### [Data in this exercise]
* * * * * * * * *
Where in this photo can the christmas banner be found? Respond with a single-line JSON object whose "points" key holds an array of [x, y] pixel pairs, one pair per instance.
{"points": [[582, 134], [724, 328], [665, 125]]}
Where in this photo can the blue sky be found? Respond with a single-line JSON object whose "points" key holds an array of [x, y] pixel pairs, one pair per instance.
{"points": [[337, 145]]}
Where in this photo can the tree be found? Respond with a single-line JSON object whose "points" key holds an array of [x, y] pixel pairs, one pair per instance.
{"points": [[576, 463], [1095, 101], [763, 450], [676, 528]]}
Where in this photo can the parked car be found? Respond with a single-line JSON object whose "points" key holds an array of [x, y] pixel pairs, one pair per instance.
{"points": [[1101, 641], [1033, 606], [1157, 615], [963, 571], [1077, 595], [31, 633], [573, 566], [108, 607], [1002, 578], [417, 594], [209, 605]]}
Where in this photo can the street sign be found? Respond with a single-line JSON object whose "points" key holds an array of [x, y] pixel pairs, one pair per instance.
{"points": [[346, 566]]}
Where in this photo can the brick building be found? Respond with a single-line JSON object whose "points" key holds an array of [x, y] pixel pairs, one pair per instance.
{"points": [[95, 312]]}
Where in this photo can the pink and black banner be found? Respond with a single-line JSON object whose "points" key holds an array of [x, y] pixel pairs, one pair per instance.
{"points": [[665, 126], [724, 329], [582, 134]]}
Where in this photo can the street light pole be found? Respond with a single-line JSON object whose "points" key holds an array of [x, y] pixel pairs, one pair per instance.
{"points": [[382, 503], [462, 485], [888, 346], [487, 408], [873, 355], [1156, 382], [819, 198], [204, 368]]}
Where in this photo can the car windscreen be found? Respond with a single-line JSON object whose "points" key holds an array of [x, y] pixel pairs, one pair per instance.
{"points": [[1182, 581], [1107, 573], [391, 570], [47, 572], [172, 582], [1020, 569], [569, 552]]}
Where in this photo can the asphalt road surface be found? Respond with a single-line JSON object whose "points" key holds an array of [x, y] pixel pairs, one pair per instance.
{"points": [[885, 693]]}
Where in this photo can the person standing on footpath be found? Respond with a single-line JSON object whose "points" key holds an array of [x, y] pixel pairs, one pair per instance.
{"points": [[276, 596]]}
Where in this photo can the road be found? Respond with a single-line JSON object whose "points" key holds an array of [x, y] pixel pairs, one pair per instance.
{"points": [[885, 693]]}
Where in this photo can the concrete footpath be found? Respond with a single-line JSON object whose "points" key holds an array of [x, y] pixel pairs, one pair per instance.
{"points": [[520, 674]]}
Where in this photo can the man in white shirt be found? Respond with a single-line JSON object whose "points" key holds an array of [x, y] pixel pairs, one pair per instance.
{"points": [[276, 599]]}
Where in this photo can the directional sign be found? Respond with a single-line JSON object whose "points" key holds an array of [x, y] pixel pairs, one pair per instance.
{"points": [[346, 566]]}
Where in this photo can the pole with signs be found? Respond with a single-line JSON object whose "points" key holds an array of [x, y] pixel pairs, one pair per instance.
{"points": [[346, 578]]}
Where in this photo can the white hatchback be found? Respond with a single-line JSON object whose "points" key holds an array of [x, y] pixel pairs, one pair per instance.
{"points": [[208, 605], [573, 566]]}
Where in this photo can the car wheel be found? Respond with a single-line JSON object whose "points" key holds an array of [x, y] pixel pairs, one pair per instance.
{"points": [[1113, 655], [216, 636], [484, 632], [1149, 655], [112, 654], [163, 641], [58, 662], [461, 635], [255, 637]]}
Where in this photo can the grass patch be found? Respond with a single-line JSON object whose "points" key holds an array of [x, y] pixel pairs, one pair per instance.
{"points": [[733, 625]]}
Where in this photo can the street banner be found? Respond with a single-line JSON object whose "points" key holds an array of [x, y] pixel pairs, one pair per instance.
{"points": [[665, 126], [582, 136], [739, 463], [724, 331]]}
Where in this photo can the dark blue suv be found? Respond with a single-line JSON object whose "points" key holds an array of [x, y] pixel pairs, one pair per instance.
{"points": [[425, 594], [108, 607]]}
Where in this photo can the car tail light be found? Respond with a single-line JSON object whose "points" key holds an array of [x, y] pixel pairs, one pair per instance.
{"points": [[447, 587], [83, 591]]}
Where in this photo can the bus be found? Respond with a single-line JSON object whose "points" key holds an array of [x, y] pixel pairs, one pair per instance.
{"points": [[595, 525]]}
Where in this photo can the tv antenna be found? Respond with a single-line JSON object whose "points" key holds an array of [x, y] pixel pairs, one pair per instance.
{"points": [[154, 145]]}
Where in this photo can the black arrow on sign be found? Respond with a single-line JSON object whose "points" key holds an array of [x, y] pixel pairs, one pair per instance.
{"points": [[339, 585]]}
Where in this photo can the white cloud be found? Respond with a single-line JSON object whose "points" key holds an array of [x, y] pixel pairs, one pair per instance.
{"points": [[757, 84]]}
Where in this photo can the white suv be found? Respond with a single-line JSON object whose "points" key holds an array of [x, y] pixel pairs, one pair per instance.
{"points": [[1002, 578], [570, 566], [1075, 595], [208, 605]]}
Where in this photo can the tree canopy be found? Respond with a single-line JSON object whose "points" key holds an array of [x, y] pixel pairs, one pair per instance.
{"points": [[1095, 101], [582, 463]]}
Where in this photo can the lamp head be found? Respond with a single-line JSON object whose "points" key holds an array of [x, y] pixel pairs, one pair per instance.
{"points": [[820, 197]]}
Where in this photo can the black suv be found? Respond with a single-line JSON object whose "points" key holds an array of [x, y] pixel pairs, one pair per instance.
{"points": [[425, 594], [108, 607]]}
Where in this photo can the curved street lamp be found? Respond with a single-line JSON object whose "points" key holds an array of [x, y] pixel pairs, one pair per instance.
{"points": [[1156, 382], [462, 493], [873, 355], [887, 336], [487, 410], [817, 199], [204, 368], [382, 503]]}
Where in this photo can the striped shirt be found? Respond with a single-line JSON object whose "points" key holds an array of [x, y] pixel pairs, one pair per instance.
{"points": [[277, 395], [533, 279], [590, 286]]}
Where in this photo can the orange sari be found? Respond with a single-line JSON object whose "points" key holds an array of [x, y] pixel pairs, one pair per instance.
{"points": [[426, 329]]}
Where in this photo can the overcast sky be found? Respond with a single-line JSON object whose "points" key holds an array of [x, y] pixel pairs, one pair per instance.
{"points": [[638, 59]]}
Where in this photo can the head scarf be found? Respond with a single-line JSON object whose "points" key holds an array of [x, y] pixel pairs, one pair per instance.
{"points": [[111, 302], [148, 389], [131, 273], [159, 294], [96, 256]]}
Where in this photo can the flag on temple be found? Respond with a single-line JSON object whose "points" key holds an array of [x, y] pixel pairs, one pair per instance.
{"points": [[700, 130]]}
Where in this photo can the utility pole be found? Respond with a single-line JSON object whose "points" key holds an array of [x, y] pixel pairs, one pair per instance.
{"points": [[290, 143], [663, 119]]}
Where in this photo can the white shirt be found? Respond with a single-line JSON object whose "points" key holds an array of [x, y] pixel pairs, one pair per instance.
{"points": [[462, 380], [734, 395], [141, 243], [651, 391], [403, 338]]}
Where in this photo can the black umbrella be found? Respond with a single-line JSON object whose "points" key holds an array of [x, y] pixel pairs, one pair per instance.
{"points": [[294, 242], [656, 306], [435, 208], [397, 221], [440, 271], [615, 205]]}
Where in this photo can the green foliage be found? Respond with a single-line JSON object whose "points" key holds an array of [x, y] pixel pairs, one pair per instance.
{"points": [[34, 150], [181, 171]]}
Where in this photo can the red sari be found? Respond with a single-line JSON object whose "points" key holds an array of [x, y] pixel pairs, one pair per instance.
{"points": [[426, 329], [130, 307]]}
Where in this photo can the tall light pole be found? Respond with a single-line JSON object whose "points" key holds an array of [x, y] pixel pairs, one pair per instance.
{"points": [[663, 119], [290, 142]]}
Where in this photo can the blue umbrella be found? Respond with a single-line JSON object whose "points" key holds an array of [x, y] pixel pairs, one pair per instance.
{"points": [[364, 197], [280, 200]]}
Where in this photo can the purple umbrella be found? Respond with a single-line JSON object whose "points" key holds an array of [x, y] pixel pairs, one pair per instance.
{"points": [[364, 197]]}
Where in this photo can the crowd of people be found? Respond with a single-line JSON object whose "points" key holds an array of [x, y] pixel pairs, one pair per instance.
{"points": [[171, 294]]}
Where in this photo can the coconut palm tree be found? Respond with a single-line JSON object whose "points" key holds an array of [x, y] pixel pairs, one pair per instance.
* * * * * * * * *
### [Directions]
Using the records above, please retype only the run of lines from the line holding "Where in this photo can the purple" through the last line, both ends included.

### [Task answer]
Where in this photo can the purple umbrella be found? Respond with a single-line JSON object whose "points" key holds an array of [x, y] pixel pairs, one pair per instance.
{"points": [[364, 197]]}
Where in this photo can the crowd of people be found? Respond with a single-line JSON object whose "points" key holds an array of [x, y] pixel pairs, one pair per instance.
{"points": [[171, 294]]}
Where in this photo can the coconut palm tree be found? Respond with a single-line JSON object whose "points" key holds an array of [x, y] pixel pairs, one pair per instance.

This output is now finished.